DESCRIPTION OF THE TASK =>
Update every entry below by replacing "ring rule" with "fill rule" and keeping all other wording the same. Leave the pictures out of your answer.

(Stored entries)
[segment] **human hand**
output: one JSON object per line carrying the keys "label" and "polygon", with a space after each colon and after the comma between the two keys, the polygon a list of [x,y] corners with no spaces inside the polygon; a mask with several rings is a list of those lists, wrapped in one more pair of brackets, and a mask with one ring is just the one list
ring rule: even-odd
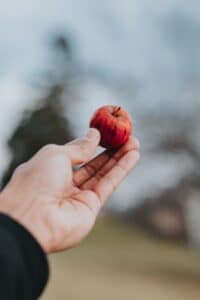
{"label": "human hand", "polygon": [[[0,211],[24,225],[46,253],[77,245],[139,159],[139,143],[129,141],[118,151],[93,160],[100,141],[96,129],[64,146],[43,147],[19,166],[0,194]],[[73,166],[85,164],[74,171]]]}

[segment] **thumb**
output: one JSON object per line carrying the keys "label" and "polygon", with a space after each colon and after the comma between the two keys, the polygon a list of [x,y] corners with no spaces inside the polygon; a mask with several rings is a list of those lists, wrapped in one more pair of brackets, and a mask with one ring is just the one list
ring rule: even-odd
{"label": "thumb", "polygon": [[90,128],[85,137],[66,144],[65,151],[72,161],[72,165],[86,163],[95,153],[100,142],[100,133]]}

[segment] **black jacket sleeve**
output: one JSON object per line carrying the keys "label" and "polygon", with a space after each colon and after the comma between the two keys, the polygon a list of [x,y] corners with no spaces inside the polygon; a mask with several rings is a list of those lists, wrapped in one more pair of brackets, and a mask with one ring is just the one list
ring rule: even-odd
{"label": "black jacket sleeve", "polygon": [[32,235],[0,214],[0,300],[35,300],[48,280],[48,263]]}

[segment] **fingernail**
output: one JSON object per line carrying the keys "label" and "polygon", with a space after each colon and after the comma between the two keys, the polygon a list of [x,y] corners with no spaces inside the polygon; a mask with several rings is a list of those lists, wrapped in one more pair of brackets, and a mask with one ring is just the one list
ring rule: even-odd
{"label": "fingernail", "polygon": [[136,148],[140,149],[140,141],[137,138],[134,138],[134,143]]}
{"label": "fingernail", "polygon": [[89,140],[98,140],[100,138],[99,131],[95,128],[90,128],[86,136]]}

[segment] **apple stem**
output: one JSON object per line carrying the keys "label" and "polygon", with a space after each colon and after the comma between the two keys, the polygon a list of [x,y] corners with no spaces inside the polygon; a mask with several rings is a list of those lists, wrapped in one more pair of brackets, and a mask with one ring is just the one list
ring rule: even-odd
{"label": "apple stem", "polygon": [[120,109],[121,109],[121,107],[120,107],[120,106],[118,106],[118,107],[117,107],[117,109],[115,110],[115,112],[114,112],[114,114],[113,114],[113,115],[114,115],[114,116],[116,116],[116,115],[117,115],[117,113],[120,111]]}

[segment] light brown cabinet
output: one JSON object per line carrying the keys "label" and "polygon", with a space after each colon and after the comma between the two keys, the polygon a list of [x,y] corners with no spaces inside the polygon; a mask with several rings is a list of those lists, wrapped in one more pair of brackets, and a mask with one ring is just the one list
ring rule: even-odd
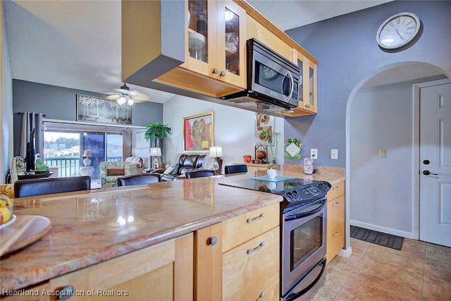
{"label": "light brown cabinet", "polygon": [[278,298],[279,207],[274,204],[196,231],[195,300]]}
{"label": "light brown cabinet", "polygon": [[154,81],[215,97],[245,87],[245,11],[232,1],[185,6],[185,63]]}
{"label": "light brown cabinet", "polygon": [[188,234],[54,278],[49,289],[71,285],[70,300],[192,300],[192,250]]}
{"label": "light brown cabinet", "polygon": [[332,185],[327,195],[327,260],[345,246],[345,181]]}

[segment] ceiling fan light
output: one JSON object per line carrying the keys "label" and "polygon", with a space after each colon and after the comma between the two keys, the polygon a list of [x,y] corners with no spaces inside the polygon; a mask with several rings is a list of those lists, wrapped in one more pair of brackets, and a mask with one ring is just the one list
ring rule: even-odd
{"label": "ceiling fan light", "polygon": [[118,99],[118,104],[122,105],[122,104],[124,104],[126,101],[127,99],[125,99],[125,97],[124,97],[124,96],[123,95]]}

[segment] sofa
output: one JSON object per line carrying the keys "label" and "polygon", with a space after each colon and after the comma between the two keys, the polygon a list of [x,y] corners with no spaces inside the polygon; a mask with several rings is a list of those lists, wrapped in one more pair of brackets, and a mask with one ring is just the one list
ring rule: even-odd
{"label": "sofa", "polygon": [[162,171],[153,173],[161,173],[161,181],[185,179],[185,173],[199,168],[205,168],[207,154],[182,154],[177,161]]}
{"label": "sofa", "polygon": [[[137,166],[142,159],[142,167]],[[147,159],[140,156],[129,156],[124,161],[100,162],[100,185],[101,188],[117,187],[118,178],[124,176],[142,173],[147,166]]]}

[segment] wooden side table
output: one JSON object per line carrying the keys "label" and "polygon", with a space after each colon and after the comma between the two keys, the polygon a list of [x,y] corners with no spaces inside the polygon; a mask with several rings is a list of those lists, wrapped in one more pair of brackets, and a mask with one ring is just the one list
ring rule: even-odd
{"label": "wooden side table", "polygon": [[271,163],[235,163],[235,164],[246,164],[247,166],[247,171],[266,171],[270,168],[278,170],[279,164],[271,164]]}
{"label": "wooden side table", "polygon": [[82,166],[80,168],[80,176],[92,176],[92,173],[94,173],[94,167],[92,166]]}

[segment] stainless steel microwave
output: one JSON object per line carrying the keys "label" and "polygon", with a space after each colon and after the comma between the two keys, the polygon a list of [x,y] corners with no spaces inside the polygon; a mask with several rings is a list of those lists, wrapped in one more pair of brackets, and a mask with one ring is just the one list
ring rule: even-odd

EXERCISE RESPONSE =>
[segment] **human hand**
output: one JSON object per line carrying the keys "label" and "polygon", with a space after each colon and after the comma between the two keys, the polygon a list of [x,y] corners with no spaces inside the polygon; a mask with several rings is a list of those lists, wrapped in one more pair of brackets, and a mask with one ring is just the one list
fill rule: even-odd
{"label": "human hand", "polygon": [[[0,211],[24,225],[46,253],[77,245],[139,159],[139,143],[129,141],[118,151],[93,160],[100,141],[96,129],[64,146],[43,147],[19,166],[0,194]],[[73,166],[85,164],[74,171]]]}

[segment] **thumb**
output: one JSON object per line carrying the keys "label" and "polygon", with a space after each colon and after the comma between the two keys, the polygon a list of [x,y] corners with no spaces inside the polygon; a mask with several rings is a list of those lists, wrapped in one more pair of brackets, and a mask with one ring is just the one list
fill rule: even-odd
{"label": "thumb", "polygon": [[90,128],[85,137],[66,144],[65,151],[72,161],[72,165],[86,163],[95,153],[100,142],[100,133]]}

[segment] **black jacket sleeve**
output: one JSON object per line carrying the keys "label" and "polygon", with a space after each colon and after the comma between the two keys, the polygon a list of [x,y] corners with no spaces inside the polygon; a mask with several rings is a list of those lists, wrapped in one more pair of brackets, and a mask with one ring is just the one list
fill rule: even-odd
{"label": "black jacket sleeve", "polygon": [[32,235],[0,214],[0,300],[35,300],[48,280],[48,263]]}

[segment] **fingernail**
output: one JSON object per line carrying the keys "label" and "polygon", with a space after each colon and after the comma between the two keys, the polygon a list of [x,y] corners with no spaces inside the polygon; a mask with several rings is a list of those lists, wrapped in one more pair of brackets, and a mask with one ring is just the one list
fill rule: even-odd
{"label": "fingernail", "polygon": [[136,148],[140,149],[140,141],[137,138],[134,138],[134,143]]}
{"label": "fingernail", "polygon": [[89,140],[98,140],[100,138],[99,131],[95,128],[90,128],[86,136]]}

[segment] **apple stem**
output: one JSON object per line carrying the keys "label" and "polygon", with a space after each colon and after the comma between the two keys, the polygon a list of [x,y] corners with no spaces inside the polygon; a mask with several rings is a list of those lists, wrapped in one more pair of brackets, and a mask with one ring is just the one list
fill rule: even-odd
{"label": "apple stem", "polygon": [[120,109],[121,109],[121,107],[120,107],[120,106],[118,106],[118,107],[117,107],[117,109],[115,110],[115,112],[114,112],[114,114],[113,114],[113,115],[114,115],[114,116],[116,116],[116,115],[117,115],[117,113],[120,111]]}

[segment] light brown cabinet
output: one JSON object per line carrying the keys "label" and "polygon", with a space after each colon and after the comma between the two keys, the polygon a list of [x,y] corners with no spaces inside the polygon; a mask with several rings is a list of those lists, wrapped in one more pair of brackets, and a mask with one ring is just the one list
fill rule: even-odd
{"label": "light brown cabinet", "polygon": [[278,298],[279,207],[274,204],[196,231],[195,300]]}
{"label": "light brown cabinet", "polygon": [[154,81],[215,97],[245,87],[245,11],[232,1],[185,6],[185,63]]}
{"label": "light brown cabinet", "polygon": [[188,234],[54,278],[49,289],[71,285],[70,300],[192,300],[192,250]]}
{"label": "light brown cabinet", "polygon": [[332,185],[327,195],[327,260],[345,246],[345,181]]}

[segment] ceiling fan light
output: one JSON object per line carrying the keys "label" and "polygon", with a space after each colon and after the comma between the two keys, the polygon a list of [x,y] corners with no spaces inside the polygon; a mask with several rings is a list of those lists, wrapped in one more pair of brackets, and a mask with one ring is just the one list
fill rule: even-odd
{"label": "ceiling fan light", "polygon": [[118,99],[118,104],[122,105],[122,104],[124,104],[126,101],[127,99],[125,99],[125,97],[124,97],[124,96],[123,95]]}

[segment] sofa
output: one JSON object per line carrying the keys "label" and "polygon", with a space after each colon and after the comma between the two keys, the polygon a list of [x,y] corners with no spaces inside the polygon; a mask with several rings is a list of those lists, wrapped in one more pair of brackets, and a mask with one ring is just the one list
fill rule: even-odd
{"label": "sofa", "polygon": [[162,171],[153,173],[161,173],[161,181],[185,179],[185,173],[199,168],[205,168],[207,154],[182,154],[177,161]]}
{"label": "sofa", "polygon": [[[137,166],[142,159],[142,167]],[[147,159],[140,156],[129,156],[124,161],[100,162],[100,185],[101,188],[117,187],[118,178],[124,176],[142,173],[147,166]]]}

[segment] wooden side table
output: one JSON object per line carrying the keys "label" and "polygon", with a space after each colon and after the comma between the two keys, the polygon a list of [x,y] corners with no spaces inside the polygon; a mask with several rings is a list of those lists, wrapped in one more pair of brackets, and a mask with one ring is just the one list
fill rule: even-odd
{"label": "wooden side table", "polygon": [[271,163],[235,163],[235,164],[246,164],[247,166],[247,171],[266,171],[270,168],[278,170],[279,164],[271,164]]}
{"label": "wooden side table", "polygon": [[82,166],[80,168],[80,176],[92,176],[92,173],[94,173],[94,167],[92,166]]}

[segment] stainless steel microwave
output: one JSON object per line carrying the keys "label" and "polygon", with a space after each colon and after the comma between the two keys, the polygon a list of [x,y] corners with no spaces inside the polygon; a mask with several rings is a list of those lists, wrapped in one more pair of brackets, and a mask with one ring is just the one list
fill rule: even-odd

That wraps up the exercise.